§ Exercise data:
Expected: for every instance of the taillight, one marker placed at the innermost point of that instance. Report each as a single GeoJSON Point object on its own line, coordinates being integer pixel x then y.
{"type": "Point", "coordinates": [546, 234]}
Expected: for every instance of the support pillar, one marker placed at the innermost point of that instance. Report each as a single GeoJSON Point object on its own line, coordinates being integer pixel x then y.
* * *
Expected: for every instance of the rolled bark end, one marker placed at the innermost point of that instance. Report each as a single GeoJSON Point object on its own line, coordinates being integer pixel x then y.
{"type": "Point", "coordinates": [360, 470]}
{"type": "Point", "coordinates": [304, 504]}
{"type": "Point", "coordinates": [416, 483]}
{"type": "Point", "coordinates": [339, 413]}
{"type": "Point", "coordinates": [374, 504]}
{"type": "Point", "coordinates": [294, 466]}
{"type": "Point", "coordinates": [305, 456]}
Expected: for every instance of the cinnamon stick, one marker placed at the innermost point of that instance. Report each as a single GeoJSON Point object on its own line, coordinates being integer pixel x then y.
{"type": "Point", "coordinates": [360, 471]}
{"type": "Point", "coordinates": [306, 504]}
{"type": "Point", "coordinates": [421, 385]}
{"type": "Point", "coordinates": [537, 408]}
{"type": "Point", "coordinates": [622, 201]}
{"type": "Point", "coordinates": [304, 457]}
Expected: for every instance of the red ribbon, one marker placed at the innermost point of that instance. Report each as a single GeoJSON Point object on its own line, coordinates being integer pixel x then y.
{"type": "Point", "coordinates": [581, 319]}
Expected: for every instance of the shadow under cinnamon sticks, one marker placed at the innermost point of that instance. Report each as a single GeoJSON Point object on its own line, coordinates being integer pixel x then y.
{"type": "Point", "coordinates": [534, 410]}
...
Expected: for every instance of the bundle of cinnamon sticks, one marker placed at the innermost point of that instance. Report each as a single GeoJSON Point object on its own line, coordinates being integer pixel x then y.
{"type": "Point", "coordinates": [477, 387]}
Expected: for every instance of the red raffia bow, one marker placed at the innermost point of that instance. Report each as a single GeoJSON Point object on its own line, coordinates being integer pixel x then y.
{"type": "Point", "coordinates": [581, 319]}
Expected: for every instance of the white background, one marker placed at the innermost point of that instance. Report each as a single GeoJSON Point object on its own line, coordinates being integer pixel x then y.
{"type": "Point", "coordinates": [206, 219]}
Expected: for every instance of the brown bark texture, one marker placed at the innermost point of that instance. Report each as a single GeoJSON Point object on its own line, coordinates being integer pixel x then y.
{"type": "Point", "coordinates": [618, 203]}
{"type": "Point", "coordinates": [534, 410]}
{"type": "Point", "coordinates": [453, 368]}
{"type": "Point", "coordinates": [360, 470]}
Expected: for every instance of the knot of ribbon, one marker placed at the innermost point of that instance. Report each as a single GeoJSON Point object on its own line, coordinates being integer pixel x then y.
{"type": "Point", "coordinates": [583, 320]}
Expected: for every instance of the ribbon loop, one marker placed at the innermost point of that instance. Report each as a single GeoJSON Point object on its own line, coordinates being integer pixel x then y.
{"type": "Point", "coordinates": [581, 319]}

§ Short problem:
Copy out the rows word for word, everything from the line containing "Expected: for every instance of the taillight, one" down to the line containing "Expected: for every instance of the support", with both of those lines included.

§ Response:
Expected: for every instance of the taillight, one marker placed at the innermost point of that instance. Report each as a single GeoJSON Point object on its own line, coordinates being integer pixel x then y.
{"type": "Point", "coordinates": [546, 234]}
Expected: for every instance of the support pillar, one marker placed at the innermost point of that instance. Report each as a single GeoJSON Point object on its own line, coordinates being integer pixel x then y.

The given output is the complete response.